Stored data:

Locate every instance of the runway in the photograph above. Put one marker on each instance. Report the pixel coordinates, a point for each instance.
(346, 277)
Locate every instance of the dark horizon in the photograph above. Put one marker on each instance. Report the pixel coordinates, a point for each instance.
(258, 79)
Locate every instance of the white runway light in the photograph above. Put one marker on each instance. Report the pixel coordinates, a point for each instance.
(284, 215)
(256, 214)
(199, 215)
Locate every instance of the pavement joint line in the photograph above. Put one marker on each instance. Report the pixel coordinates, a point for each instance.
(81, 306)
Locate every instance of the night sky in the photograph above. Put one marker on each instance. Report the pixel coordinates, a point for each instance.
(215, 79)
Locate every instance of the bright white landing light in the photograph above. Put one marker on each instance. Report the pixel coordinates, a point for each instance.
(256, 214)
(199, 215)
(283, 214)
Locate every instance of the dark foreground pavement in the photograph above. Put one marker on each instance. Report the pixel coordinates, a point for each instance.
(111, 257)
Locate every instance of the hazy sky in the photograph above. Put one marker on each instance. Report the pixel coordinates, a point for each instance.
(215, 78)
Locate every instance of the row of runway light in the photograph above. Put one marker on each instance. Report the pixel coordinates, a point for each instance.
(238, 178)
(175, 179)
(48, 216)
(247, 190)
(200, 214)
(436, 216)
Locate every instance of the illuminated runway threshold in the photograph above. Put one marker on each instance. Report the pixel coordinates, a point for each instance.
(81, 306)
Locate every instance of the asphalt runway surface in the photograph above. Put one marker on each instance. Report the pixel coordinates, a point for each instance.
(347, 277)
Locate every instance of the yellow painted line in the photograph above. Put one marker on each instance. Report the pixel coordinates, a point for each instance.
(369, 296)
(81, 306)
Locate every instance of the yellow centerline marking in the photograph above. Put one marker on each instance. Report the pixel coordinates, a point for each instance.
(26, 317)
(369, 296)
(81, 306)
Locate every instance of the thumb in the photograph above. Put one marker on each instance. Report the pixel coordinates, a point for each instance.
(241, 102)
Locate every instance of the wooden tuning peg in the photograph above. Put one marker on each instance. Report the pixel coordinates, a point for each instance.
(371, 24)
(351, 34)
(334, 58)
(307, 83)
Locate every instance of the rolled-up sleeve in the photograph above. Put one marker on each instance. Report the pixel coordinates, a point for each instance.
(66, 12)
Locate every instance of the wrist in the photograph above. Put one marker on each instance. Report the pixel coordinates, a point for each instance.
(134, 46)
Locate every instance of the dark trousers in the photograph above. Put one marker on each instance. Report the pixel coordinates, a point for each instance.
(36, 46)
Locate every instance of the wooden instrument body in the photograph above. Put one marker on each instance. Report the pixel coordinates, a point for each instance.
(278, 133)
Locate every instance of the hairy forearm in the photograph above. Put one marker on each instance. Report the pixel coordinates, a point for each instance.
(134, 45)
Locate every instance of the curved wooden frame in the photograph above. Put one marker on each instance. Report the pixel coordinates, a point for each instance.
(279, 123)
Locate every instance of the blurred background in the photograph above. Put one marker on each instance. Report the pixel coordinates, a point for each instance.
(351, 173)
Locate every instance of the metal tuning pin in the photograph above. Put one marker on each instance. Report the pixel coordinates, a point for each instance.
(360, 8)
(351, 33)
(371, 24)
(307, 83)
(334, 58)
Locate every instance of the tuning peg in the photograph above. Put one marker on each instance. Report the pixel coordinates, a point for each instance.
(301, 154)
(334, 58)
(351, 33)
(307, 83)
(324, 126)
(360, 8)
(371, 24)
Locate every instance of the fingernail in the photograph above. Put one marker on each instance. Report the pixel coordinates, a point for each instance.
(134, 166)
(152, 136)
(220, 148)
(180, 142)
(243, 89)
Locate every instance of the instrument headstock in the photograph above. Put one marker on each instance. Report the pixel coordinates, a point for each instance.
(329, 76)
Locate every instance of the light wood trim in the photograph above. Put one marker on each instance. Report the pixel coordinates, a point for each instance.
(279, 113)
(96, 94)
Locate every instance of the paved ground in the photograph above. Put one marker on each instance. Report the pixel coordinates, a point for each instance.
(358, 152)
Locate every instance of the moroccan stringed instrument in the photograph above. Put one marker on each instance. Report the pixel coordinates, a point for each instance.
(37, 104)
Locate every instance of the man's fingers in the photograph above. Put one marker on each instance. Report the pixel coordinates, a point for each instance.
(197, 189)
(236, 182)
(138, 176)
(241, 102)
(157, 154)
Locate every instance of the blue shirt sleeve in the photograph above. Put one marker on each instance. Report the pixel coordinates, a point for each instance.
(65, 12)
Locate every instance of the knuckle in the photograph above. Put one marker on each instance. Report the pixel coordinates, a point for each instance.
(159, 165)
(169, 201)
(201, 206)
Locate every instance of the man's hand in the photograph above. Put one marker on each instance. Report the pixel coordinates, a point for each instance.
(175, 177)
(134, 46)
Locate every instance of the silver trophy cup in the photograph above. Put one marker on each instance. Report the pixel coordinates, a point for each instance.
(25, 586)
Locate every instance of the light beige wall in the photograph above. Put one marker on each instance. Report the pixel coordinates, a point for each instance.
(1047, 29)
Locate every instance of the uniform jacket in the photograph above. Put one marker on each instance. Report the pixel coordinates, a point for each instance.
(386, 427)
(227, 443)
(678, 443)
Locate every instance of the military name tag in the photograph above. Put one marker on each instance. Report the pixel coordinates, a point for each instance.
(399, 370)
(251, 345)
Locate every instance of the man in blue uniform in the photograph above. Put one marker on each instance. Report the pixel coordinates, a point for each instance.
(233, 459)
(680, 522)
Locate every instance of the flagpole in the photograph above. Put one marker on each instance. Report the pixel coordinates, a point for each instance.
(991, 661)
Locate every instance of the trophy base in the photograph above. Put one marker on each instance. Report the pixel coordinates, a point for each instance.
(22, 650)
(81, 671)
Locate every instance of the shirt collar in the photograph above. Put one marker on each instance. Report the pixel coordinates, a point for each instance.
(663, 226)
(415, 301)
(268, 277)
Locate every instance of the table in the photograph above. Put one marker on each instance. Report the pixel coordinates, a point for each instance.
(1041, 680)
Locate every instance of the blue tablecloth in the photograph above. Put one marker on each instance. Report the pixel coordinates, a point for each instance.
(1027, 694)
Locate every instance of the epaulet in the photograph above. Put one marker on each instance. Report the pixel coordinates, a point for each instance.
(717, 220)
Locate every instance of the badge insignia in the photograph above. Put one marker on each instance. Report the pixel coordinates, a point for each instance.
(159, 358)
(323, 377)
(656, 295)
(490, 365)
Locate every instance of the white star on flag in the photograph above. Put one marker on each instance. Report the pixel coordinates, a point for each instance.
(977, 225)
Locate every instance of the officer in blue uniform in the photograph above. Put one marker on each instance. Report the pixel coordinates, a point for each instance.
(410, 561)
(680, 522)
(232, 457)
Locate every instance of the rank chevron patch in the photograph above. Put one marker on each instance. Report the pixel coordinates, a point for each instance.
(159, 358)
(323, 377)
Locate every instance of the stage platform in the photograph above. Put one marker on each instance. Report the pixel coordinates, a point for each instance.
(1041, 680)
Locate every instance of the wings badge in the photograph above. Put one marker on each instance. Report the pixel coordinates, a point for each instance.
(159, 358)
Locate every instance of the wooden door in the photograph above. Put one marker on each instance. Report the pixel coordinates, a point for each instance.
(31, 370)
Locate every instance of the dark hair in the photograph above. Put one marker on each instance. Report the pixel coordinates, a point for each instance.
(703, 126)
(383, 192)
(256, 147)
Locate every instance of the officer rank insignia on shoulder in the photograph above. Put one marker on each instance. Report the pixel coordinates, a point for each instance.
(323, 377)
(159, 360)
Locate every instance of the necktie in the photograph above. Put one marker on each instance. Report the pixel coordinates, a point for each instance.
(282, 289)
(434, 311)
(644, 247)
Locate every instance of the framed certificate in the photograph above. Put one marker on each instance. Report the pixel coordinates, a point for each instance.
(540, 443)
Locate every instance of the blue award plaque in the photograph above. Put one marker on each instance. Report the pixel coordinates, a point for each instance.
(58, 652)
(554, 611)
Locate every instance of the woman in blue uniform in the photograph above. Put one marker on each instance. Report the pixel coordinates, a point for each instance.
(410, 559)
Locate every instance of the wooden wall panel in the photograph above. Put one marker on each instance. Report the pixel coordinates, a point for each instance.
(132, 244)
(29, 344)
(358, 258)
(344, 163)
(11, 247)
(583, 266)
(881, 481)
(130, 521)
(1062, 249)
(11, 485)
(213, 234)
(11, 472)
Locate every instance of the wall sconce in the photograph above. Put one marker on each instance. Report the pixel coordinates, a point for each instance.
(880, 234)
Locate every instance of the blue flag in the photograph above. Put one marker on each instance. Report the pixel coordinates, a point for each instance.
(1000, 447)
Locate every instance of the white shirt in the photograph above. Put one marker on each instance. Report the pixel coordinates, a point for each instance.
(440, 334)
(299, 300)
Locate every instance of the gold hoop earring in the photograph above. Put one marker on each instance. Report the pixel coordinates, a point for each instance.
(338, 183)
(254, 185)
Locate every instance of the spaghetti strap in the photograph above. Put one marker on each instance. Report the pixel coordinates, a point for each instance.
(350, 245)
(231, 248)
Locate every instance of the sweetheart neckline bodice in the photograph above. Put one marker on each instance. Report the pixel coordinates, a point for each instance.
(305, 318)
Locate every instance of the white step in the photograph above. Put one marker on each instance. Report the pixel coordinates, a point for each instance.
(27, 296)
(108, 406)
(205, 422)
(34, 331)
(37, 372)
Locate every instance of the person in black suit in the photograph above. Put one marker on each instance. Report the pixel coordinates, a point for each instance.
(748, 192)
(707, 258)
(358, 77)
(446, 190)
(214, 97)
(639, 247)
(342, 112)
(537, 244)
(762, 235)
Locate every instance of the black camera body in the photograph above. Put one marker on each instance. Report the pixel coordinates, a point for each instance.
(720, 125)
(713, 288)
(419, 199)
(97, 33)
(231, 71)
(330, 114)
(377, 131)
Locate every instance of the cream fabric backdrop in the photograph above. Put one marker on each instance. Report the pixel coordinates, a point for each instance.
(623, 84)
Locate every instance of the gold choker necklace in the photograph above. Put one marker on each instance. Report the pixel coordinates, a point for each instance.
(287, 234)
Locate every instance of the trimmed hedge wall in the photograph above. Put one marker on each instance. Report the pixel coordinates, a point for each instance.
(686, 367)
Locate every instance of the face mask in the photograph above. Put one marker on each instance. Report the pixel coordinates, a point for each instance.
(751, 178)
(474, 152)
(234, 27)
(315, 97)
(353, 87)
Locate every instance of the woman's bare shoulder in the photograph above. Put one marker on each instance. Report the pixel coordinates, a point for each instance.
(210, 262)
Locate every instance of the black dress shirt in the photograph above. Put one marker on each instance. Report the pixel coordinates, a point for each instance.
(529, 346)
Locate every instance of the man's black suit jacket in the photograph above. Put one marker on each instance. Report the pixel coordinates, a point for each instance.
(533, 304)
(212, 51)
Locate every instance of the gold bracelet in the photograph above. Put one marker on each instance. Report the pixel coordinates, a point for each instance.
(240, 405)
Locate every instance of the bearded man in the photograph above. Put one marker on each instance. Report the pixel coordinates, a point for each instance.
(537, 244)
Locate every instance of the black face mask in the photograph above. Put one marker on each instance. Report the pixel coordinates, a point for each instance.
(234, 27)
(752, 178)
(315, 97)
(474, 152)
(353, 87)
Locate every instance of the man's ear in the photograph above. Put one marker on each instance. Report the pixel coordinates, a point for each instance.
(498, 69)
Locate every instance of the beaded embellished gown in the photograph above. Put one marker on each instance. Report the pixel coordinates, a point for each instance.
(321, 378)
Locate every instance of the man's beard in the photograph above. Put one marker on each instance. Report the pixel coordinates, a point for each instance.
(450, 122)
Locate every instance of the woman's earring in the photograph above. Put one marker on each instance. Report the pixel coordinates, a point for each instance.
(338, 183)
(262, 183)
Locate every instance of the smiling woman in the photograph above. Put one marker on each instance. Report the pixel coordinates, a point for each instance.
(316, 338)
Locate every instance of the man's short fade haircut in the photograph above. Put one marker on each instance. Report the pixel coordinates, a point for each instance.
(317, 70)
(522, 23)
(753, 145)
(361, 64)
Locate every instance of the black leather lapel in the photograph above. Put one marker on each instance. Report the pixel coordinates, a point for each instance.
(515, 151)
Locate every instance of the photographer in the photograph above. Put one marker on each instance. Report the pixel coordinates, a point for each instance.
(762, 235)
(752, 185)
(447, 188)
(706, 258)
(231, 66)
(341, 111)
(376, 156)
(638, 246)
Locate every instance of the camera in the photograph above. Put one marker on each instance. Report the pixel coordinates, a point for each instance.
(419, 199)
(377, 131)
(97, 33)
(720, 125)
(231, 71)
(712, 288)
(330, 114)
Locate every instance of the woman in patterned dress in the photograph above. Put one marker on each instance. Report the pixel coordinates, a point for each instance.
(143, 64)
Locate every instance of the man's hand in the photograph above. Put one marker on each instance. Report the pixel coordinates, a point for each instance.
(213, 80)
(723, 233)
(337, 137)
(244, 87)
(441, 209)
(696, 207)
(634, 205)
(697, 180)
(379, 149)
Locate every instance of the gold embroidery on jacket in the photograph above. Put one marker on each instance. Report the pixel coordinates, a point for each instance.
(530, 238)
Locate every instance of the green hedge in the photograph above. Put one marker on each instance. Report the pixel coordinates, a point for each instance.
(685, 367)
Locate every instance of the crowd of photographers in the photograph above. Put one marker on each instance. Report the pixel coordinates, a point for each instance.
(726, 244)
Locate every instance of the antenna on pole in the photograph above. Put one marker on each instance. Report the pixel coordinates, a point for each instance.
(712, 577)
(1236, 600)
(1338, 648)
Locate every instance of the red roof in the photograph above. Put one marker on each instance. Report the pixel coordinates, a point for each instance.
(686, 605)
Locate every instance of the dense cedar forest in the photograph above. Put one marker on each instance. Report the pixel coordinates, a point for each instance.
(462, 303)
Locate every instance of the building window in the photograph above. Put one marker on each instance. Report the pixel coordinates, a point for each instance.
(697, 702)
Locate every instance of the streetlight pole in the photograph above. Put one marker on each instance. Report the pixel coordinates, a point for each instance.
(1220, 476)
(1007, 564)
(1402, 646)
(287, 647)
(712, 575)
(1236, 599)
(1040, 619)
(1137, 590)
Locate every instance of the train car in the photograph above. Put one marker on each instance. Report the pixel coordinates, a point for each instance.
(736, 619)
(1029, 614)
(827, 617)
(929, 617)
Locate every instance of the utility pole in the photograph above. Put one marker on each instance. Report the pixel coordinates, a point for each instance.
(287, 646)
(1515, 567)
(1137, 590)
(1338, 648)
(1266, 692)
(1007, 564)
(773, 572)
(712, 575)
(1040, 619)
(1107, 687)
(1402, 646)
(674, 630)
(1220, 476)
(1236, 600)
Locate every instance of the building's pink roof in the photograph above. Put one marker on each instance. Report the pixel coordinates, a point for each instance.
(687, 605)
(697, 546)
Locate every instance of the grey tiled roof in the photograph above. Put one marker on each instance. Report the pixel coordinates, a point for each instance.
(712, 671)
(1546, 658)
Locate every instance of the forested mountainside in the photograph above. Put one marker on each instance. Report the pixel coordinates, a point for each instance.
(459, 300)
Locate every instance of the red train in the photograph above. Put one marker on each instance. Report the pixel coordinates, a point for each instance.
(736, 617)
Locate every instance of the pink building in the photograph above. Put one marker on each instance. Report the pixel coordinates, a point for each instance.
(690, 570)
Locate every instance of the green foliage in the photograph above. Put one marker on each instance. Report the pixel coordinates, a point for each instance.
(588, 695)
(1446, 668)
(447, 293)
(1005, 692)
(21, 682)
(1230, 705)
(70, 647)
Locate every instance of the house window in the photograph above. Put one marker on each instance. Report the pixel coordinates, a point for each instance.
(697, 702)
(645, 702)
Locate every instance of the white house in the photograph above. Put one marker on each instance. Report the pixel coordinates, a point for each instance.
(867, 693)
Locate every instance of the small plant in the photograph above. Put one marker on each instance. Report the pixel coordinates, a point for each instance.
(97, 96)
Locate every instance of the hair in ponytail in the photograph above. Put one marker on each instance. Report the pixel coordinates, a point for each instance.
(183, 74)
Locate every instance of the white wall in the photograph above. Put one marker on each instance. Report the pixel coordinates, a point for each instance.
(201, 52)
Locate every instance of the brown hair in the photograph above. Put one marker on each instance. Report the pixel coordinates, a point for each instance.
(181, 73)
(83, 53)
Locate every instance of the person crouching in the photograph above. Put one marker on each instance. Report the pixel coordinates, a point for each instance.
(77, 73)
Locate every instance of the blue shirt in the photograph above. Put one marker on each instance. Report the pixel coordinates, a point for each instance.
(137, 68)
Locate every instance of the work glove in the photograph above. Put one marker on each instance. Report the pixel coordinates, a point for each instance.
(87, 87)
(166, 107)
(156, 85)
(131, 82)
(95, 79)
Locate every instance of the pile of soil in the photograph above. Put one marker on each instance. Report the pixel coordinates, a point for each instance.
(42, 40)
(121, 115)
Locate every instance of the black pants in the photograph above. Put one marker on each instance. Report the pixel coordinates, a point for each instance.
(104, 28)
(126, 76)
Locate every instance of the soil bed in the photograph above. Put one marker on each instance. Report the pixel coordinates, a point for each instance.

Problem requirements: The answer is the line containing "Locate every instance of the blue shirt in" together with every line after it in the records, repeated exactly and with nothing else.

Solved problem:
Locate every instance of the blue shirt in the photograph above. Put one marker on each instance. Report the pixel coordinates, a point for each instance.
(137, 68)
Locate every instance of the work glove in the photograph above. Put one marker on each instance. Report the pixel coordinates, a point for each instance.
(87, 87)
(166, 107)
(156, 85)
(131, 82)
(95, 79)
Locate every instance of the pile of soil in the photograph above. Put one marker on each instance. Report the pixel coordinates, a point for each instance.
(42, 40)
(121, 115)
Locate every instance of the black pants in the photograph above. Put one marker on each instance. Report the pixel coordinates, a point for each instance.
(104, 28)
(126, 76)
Locate every instance of the soil bed in the photograph above. Put one marker on each instance. Report the pixel coordinates, a point for each instance.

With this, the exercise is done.